▶ _Ziel 1_:
Gib aus dem Text über Baukostenschätzung die Stelle beginnend mit „Flunkert: „Für die“ und fortlaufend bis „riesigen Vorschriften-Dschungel kritisiert...“ wortgetreu wieder.
▶ _Ziel 2_:
Beantworte zum Text über Baukostenschätzung die folgenden Fragen:
(a) Wie viele Zahlen gibt es nach DIN 276 ganz zu Beginn der Schätzung?
(b) Wie hoch ist bei der Kostenberechnung die offiziell tolerierte Abweichung?
(c) Was geschieht mit den Baupreisen, wenn Bund und Land riesige Bauförderprogramme auflegen?
▶ _Ziel 3_:
Führe den Text über Baukostenschätzung im Anschluss an seinen letzten Satz weiter.

▶ _Gegebener Textauszug_:

Flunkert: „Für die Schätzung dessen, was ein Bau kosten wird, gibt es nach DIN 276 ganz zu Beginn sieben Zahlen, am Ende dann 270 Zahlen. Und was die wenigsten wissen, worauf ich aber immer wieder hinweise: Bei der sogenannten Kostenberechnung, dem beispielsweise für politische Beschlüsse genauesten Instrument, beträgt die offiziell tolerierte Abweichung 23 Prozent! Die Vorausberechnung von Kosten ist der Versuch zu raten, was ein Bauunternehmer, den ich zum Zeitpunkt der Kostenschätzung noch gar nicht kenne, kalkulieren wird. Von den Schwankungen der Baupreise einmal ganz abgesehen. Wenn Bund und Land riesige Bauförderprogramme auflegen, schießen die Baupreise in die Höhe. Das ist ein Marktgesetz.“

Rundschau: Sie haben auch immer wieder den riesigen Vorschriften-Dschungel kritisiert...

▶ _Bereitgestellte Daten_:
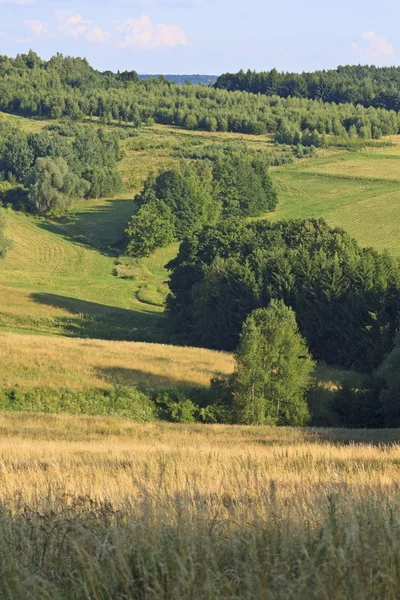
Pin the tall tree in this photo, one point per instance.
(273, 368)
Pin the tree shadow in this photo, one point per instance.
(99, 321)
(143, 380)
(100, 227)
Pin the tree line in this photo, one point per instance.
(365, 85)
(346, 298)
(69, 87)
(178, 201)
(47, 170)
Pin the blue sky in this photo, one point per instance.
(205, 36)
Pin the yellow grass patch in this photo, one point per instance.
(30, 361)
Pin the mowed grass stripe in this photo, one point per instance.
(56, 362)
(368, 211)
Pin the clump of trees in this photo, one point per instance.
(57, 166)
(180, 200)
(273, 369)
(324, 103)
(346, 298)
(54, 186)
(357, 84)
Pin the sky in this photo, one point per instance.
(205, 36)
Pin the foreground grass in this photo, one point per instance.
(103, 508)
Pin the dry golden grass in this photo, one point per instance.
(30, 361)
(111, 459)
(107, 509)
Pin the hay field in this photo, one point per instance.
(356, 191)
(103, 508)
(29, 361)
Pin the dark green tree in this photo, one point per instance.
(150, 228)
(54, 186)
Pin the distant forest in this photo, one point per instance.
(366, 85)
(67, 87)
(182, 79)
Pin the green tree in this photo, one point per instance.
(273, 368)
(17, 158)
(54, 186)
(150, 228)
(5, 243)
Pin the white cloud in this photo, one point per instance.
(143, 34)
(37, 28)
(68, 25)
(96, 34)
(375, 49)
(16, 1)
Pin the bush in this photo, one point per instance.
(175, 407)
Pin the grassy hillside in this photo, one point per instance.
(358, 191)
(64, 276)
(57, 362)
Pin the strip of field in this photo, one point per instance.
(346, 195)
(28, 361)
(103, 508)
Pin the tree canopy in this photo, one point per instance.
(346, 298)
(273, 368)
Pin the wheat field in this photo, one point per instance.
(107, 509)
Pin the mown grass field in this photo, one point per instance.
(58, 362)
(65, 277)
(358, 191)
(105, 508)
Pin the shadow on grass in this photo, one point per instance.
(144, 380)
(98, 227)
(93, 320)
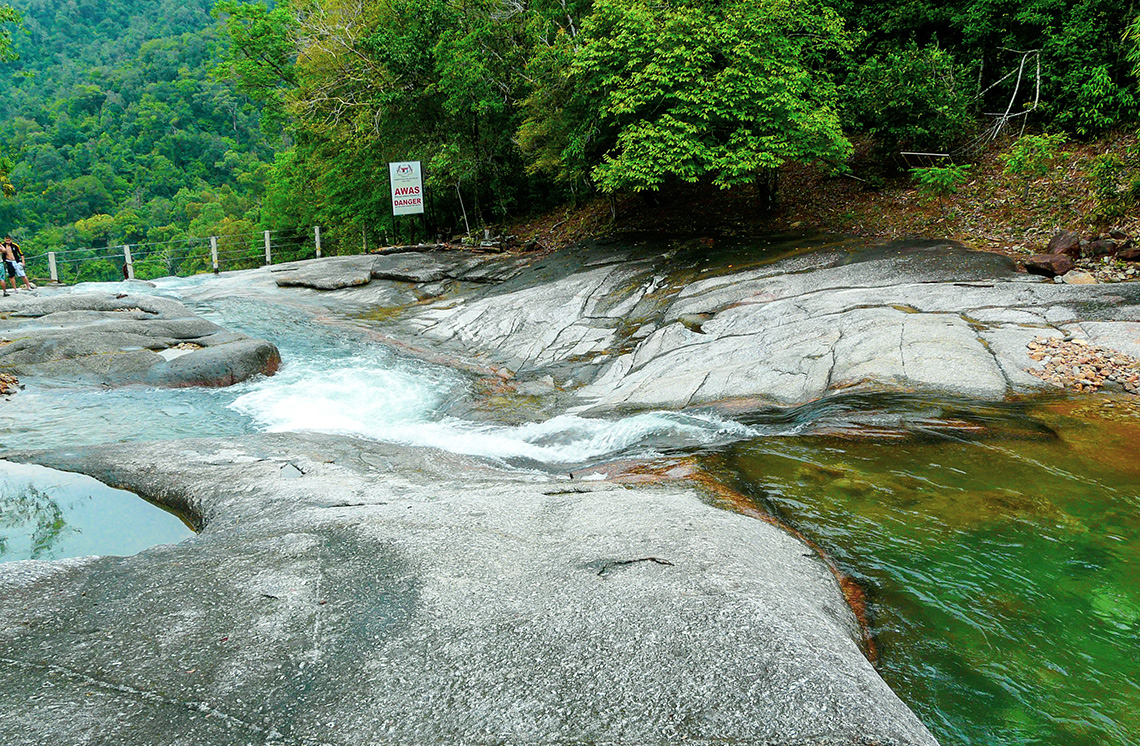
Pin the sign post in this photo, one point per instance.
(407, 187)
(406, 180)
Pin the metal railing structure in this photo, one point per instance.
(178, 258)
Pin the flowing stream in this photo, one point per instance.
(1000, 545)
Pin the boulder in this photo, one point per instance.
(1129, 253)
(1065, 242)
(124, 339)
(1080, 278)
(1048, 265)
(357, 593)
(330, 273)
(1099, 248)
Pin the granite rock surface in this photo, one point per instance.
(123, 339)
(351, 592)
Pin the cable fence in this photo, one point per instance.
(181, 257)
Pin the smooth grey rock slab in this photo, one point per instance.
(651, 332)
(424, 267)
(121, 340)
(380, 594)
(330, 273)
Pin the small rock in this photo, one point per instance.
(1065, 242)
(1079, 278)
(1101, 248)
(1048, 265)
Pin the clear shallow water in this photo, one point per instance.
(1003, 572)
(1000, 545)
(49, 515)
(332, 380)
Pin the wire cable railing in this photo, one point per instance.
(178, 257)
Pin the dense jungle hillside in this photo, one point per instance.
(152, 120)
(116, 131)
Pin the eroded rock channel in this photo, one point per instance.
(350, 591)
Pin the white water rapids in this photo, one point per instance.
(333, 381)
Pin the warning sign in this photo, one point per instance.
(407, 187)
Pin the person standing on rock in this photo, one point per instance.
(14, 262)
(8, 257)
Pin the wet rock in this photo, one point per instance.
(407, 597)
(125, 339)
(1048, 265)
(1083, 365)
(1065, 242)
(328, 273)
(424, 267)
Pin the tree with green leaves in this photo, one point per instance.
(648, 94)
(8, 16)
(941, 181)
(1032, 156)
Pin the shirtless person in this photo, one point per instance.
(14, 262)
(8, 258)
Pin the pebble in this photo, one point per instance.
(1083, 366)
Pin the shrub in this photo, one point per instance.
(913, 98)
(1032, 156)
(941, 181)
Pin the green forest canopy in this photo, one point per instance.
(152, 120)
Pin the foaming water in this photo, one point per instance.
(382, 397)
(334, 380)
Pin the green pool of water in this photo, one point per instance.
(1002, 567)
(50, 515)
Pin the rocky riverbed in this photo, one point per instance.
(351, 592)
(124, 339)
(682, 324)
(345, 591)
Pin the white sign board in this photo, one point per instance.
(407, 187)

▶ _Lösung der Aufgabe 1_:
Flunkert: „Für die Schätzung dessen, was ein Bau kosten wird, gibt es nach DIN 276 ganz zu Beginn sieben Zahlen, am Ende dann 270 Zahlen. Und was die wenigsten wissen, worauf ich aber immer wieder hinweise: Bei der sogenannten Kostenberechnung, dem beispielsweise für politische Beschlüsse genauesten Instrument, beträgt die offiziell tolerierte Abweichung 23 Prozent! Die Vorausberechnung von Kosten ist der Versuch zu raten, was ein Bauunternehmer, den ich zum Zeitpunkt der Kostenschätzung noch gar nicht kenne, kalkulieren wird. Von den Schwankungen der Baupreise einmal ganz abgesehen. Wenn Bund und Land riesige Bauförderprogramme auflegen, schießen die Baupreise in die Höhe. Das ist ein Marktgesetz.“

Rundschau: Sie haben auch immer wieder den riesigen Vorschriften-Dschungel kritisiert...

▶ _Lösung der Aufgabe 2_:
(a) Nach DIN 276 gibt es ganz zu Beginn sieben Zahlen.
(b) Die offiziell tolerierte Abweichung beträgt 23 Prozent.
(c) Die Baupreise schießen in die Höhe.

▶ _Lösung der Aufgabe 3_:
Flunkert: „Bauen ist rechtlich unglaublich kompliziert geworden. Menschen werden erheblich reglementiert, Planungen werden immer komplexer. Wir reden hier von der Energetik eines Gebäudes, dem Lebenszyklus aller Materialien, rechnergesteuerter Lüftungstechnik, dem gesamten Technisierungsgrad. Von der GMW-Zentrale aus können wir in den 800 städtischen Gebäuden auf 32.000 Messpunkte zugreifen. Das spart unter dem Strich Geld, aber dafür braucht man Leute. Spart man an diesen Leuten, kostet es am Ende Geld. Zum Thema Vorschriften: Einer Person, die an einem durch Bund oder Land geförderten Projekt planerisch arbeitet, stehen 13 Personen gegenüber, die das Ganze als Prüf-Instanzen kontrollieren. Das ist ein riesiger Aufwand, ein gigantischer Verwaltungswasserkopf. Überall in Deutschland. Ehrlich gesagt, bin ich froh, dass ich mich damit jetzt nicht mehr herumschlagen muss.

Rundschau: Das Wuppertaler GMW ist eines der ältesten in Deutschland. Wird es kopiert?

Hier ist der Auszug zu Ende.